▶ [What you will do] Restate the following records word for word without images.

═══ Given data ═══

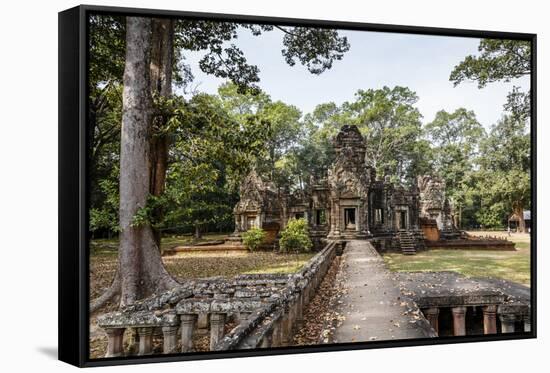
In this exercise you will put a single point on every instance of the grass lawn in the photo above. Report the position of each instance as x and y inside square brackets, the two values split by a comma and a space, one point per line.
[509, 265]
[103, 260]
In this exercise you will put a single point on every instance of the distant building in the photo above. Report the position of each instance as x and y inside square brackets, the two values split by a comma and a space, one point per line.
[350, 202]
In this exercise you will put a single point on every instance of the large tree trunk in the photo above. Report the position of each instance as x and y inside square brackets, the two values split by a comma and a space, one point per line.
[162, 53]
[140, 268]
[518, 211]
[198, 232]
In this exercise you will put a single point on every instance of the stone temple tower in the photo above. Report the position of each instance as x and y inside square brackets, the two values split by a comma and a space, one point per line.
[348, 180]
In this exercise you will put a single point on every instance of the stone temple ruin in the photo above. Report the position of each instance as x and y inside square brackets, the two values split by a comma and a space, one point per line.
[351, 203]
[349, 207]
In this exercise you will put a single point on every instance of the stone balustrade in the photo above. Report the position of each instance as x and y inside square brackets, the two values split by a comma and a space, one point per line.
[475, 305]
[265, 308]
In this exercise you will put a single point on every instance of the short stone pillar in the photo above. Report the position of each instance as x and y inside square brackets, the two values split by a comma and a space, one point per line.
[217, 324]
[527, 324]
[170, 337]
[277, 333]
[187, 322]
[432, 314]
[114, 341]
[244, 315]
[507, 323]
[286, 332]
[203, 321]
[490, 319]
[299, 304]
[459, 320]
[145, 340]
[267, 340]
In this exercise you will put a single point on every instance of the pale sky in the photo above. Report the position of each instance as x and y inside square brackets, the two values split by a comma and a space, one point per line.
[421, 63]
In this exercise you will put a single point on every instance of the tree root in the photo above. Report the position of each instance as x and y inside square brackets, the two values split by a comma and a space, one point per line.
[113, 291]
[167, 283]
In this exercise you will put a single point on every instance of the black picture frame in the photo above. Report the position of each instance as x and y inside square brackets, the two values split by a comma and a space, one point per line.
[73, 184]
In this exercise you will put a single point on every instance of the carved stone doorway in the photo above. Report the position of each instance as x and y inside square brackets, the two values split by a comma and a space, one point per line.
[349, 219]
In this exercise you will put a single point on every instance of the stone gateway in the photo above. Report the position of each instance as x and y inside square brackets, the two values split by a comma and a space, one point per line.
[350, 202]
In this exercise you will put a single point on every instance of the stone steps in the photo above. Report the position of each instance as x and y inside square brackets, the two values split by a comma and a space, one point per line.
[406, 243]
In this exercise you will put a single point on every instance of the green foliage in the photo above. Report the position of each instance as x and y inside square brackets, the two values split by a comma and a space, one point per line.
[295, 237]
[253, 238]
[316, 49]
[455, 137]
[492, 217]
[388, 120]
[498, 60]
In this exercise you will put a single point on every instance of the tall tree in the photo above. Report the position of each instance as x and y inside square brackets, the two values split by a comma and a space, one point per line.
[162, 61]
[140, 271]
[388, 120]
[505, 167]
[502, 60]
[499, 60]
[143, 149]
[455, 137]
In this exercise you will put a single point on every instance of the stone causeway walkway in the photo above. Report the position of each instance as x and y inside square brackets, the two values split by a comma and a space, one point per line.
[372, 307]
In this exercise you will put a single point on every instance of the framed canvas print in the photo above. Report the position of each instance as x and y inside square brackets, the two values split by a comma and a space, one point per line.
[236, 185]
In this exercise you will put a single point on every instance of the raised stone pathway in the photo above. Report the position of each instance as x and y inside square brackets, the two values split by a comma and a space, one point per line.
[372, 307]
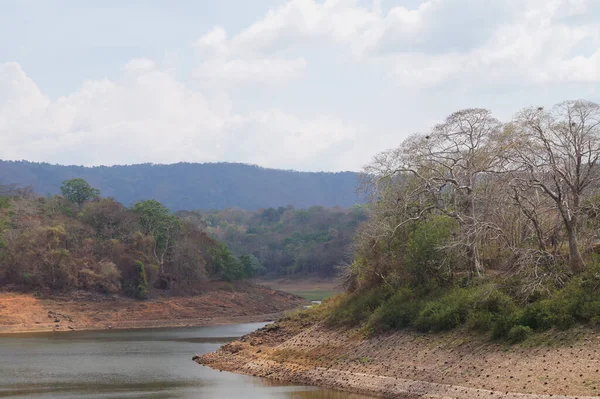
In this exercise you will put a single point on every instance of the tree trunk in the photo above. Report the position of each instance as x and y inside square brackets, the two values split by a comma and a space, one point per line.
[575, 259]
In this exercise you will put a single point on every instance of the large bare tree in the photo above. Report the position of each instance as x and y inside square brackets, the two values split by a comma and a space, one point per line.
[446, 167]
[556, 153]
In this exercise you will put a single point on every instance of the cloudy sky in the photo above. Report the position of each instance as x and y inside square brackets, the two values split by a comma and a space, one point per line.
[295, 84]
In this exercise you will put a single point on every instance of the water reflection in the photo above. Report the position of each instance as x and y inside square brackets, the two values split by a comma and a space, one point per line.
[149, 364]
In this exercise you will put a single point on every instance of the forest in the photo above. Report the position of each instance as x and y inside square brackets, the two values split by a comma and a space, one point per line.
[81, 241]
[484, 224]
[288, 241]
[185, 186]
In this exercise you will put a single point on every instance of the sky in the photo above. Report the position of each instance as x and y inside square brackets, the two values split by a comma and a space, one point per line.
[308, 85]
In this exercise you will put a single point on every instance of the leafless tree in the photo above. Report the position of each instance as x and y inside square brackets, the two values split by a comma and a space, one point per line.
[445, 168]
[557, 153]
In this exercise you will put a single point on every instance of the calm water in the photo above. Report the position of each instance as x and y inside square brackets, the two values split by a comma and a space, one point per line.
[132, 364]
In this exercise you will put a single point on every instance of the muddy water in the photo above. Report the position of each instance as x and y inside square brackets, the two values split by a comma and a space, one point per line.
[132, 364]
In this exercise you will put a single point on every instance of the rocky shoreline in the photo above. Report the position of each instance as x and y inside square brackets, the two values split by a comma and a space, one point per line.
[23, 313]
[411, 365]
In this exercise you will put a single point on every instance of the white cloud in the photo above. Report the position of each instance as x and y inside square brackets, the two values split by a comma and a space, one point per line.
[453, 42]
[263, 70]
[148, 115]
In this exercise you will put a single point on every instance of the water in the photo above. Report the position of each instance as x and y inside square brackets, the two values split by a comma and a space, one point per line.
[149, 364]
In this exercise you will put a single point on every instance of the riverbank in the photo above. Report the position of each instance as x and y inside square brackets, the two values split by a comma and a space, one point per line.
[218, 304]
[412, 365]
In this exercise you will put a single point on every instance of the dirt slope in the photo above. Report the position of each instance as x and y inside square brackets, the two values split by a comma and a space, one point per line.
[78, 311]
[412, 365]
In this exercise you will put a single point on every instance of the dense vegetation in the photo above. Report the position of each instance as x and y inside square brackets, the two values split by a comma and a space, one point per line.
[289, 241]
[192, 186]
[81, 241]
[482, 224]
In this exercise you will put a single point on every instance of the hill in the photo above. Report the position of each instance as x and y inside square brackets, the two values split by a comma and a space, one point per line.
[192, 185]
[288, 241]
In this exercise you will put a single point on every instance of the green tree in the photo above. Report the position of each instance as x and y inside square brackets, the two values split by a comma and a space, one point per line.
[251, 265]
[78, 191]
[156, 220]
[141, 286]
[224, 265]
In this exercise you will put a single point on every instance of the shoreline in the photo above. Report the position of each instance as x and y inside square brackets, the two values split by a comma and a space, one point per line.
[148, 324]
[410, 365]
[82, 311]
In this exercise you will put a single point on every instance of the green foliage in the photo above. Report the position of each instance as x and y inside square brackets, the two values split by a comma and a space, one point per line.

═══

▶ [Result below]
In this exercise you will put a single point on every instance of the grass lawn in the photo above. Report the position of each instance as x and y inside square brackets, the two values split by a comma and a space, one point per line.
[509, 265]
[103, 260]
In this exercise you will put a single point on every instance of the distant building in the photo above. Report the position of each instance as x and y inside square brackets, the two values split by a comma and a space, one point per line.
[350, 202]
In this exercise you will put a single point on every instance of the large tree trunk in the photo above. Report the position of each instance as x and y inside square brackets, the two values split by a comma and a space, one point per line.
[162, 53]
[140, 268]
[518, 211]
[198, 232]
In this exercise you will put a single point on every instance of the stone temple tower in the photo above. Report the position of each instance as x and y inside square brackets, the two values split by a comma and a space, one point per line.
[348, 180]
In this exercise you will put a single point on every instance of the stone temple ruin in the photo above. Report the position of each instance as x and y inside square brackets, the two values split by a comma and a space, one point per line.
[351, 203]
[349, 207]
In this exercise you will put a single point on every instance of the stone balustrade in the photo above. Report the position of each instance as x and y inside square brackets, the two values split by a comma and a space, one point per line.
[475, 305]
[265, 308]
In this exercise you will put a single point on every instance of the short stone pillar in the photo above. Report the position of each instance as x and y inside square brackets, the two values split by a comma and a space, one point per line.
[217, 324]
[527, 324]
[170, 337]
[277, 333]
[187, 322]
[432, 314]
[114, 341]
[244, 315]
[507, 323]
[286, 332]
[203, 321]
[490, 319]
[299, 304]
[459, 320]
[145, 340]
[267, 340]
In this exercise you will put a single point on every instance of the pale sky in the photo above. Report the position of each instance as x and y inside square brackets, the two values split by a comma and a space, one point per line.
[421, 63]
In this exercise you will put a single point on every instance of the tree root in the photo above. Report the position of each instance as x and y inside square brackets, the two values split by a comma and a space, one point per line.
[113, 291]
[167, 283]
In this exercise you will put a single point on every instance of the black picture frame in the photo above. Report the position of each instance as x and y inside square brackets, the two values split by a comma and a space, one point per line.
[73, 184]
In this exercise you will put a single point on every instance of the carved stone doorway in the photo above. Report the position of each instance as x and y inside square brackets, the two values split by a comma and a space, one point per line.
[349, 219]
In this exercise you will put a single point on every instance of the stone gateway in the photo above. Report the position of each instance as x and y inside square brackets, the two values split by a comma and a space, one point per line.
[350, 202]
In this exercise you will put a single point on every instance of the stone steps in the photo above. Report the position of each instance as x and y inside square brackets, the two values split by a comma and a space, one point per line.
[406, 243]
In this exercise you will put a single point on every instance of the green foliage in the photo above. Report the position of each instance as x and y inside square brackets, the two values split by a comma and a space, one point per line.
[295, 237]
[253, 238]
[316, 49]
[455, 137]
[492, 217]
[388, 120]
[498, 60]
In this exercise you will put a single point on every instance of the tall tree in the photo above. Report the position of each instance as x and y inside square brackets, the two values split by a comma and a space, one point per line.
[162, 61]
[140, 271]
[388, 120]
[505, 167]
[502, 60]
[499, 60]
[143, 149]
[455, 137]
In this exercise you will put a single point on every instance of the stone causeway walkway in the photo above. Report the position of each instance as x and y inside square brackets, the two values split by a comma and a space, one point per line.
[372, 307]
In this exercise you will put a single point on every instance of the framed canvas print in the photo above. Report the position of each instance as x and y inside square brackets, the two values split by a comma and a space, one point per line.
[236, 185]
In this exercise you will put a single point on every instance of the raised stone pathway in the photo above. Report the position of each instance as x and y inside square brackets, the two values split by a comma and a space, one point per line.
[372, 307]
In this exercise you will put a single point on every instance of the tree trunk in the photo above. Report the position of each instance as x and y inside square brackets, the two values split by a comma and a space, one point per line.
[575, 259]
In this exercise you will put a single point on every instance of the large bare tree in the photo above. Report the position of each instance as x and y inside square brackets, the two values split by a comma and a space, one point per line.
[446, 167]
[556, 153]
In this exercise you will put a single point on every instance of the cloudy sky in the photo above. Report the position of each instance as x and y inside square brackets, the two values split by a comma and a space, one point per line.
[295, 84]
In this exercise you will put a single point on every instance of the water reflection in the photo above. Report the position of each instance as x and y inside square brackets, the two values split by a comma and a space, one point per line.
[149, 364]
In this exercise you will put a single point on every instance of the forest in the photo above. Report the position of each instance as x and y inside square brackets, the two values split by a comma and a space, one point per line.
[81, 241]
[484, 224]
[288, 241]
[185, 186]
In this exercise you will put a single point on every instance of the sky in the photo above. Report the position of each instance as x and y inside square brackets, the two values split by a comma and a space, one point per line.
[308, 85]
In this exercise you will put a single point on every instance of the leafless tree in the photo above. Report the position of each instance as x and y inside square brackets, the two values split by a comma and a space, one point per line.
[445, 168]
[557, 153]
In this exercise you will put a single point on every instance of the calm water in the photo above. Report the position of each instance as x and y inside square brackets, the two values split by a comma and a space, one point per line.
[132, 364]
In this exercise you will put a single point on every instance of the muddy water in the photo above. Report the position of each instance as x and y inside square brackets, the two values split by a comma and a space, one point per line.
[132, 364]
In this exercise you will put a single point on every instance of the rocky shoreline in the photo above. Report the position of each instance as x and y inside square brackets, the two values split by a comma and a space, one point per line.
[23, 313]
[411, 365]
In this exercise you will put a single point on every instance of the white cloud in the photo above. Report the position of each instance as x and y inside square brackets, the two values split by a comma and a space, one point per line.
[453, 42]
[263, 70]
[148, 115]
In this exercise you will put a single point on every instance of the water in the photo above. Report the position of each instance as x and y inside square brackets, the two values split by a comma and a space, one point per line.
[149, 364]
In this exercise you will put a single point on every instance of the riverbank in the photo above. Report the position of each instance as x and y inside square brackets, the two values split by a comma and a space, one point per line.
[218, 304]
[412, 365]
In this exercise you will put a single point on every instance of the dirt slope in the photo above. Report the position of each instance as x and y inside square brackets, the two values split by a comma and a space, one point per line.
[78, 311]
[412, 365]
In this exercise you will put a single point on every instance of the dense vegetation in the photo above. Report the position of each instance as x and y inside square brackets, the two values split by a comma and a space, one point per line.
[289, 241]
[192, 186]
[81, 241]
[482, 224]
In this exercise you will put a single point on every instance of the hill in the photo above. Report the position of each instance as x and y inside square brackets, the two values split by a comma and a space, one point per line.
[192, 185]
[288, 241]
In this exercise you will put a single point on every instance of the green tree in the photo above. Report the position of each instance as x and y inside square brackets, the two values split by a comma and a space, one point per line.
[251, 265]
[78, 191]
[156, 220]
[141, 286]
[224, 265]
In this exercise you will put a single point on every instance of the shoreline in the photo above. Report the position of each instance as x and y inside square brackets, the two values split by a comma and a space, one point per line.
[148, 324]
[410, 365]
[82, 311]
In this exercise you will put a single point on every instance of the green foliage in the photo above. Report the position of each instance as x and y inside square brackets, the two values split by a comma and a space, one point per line.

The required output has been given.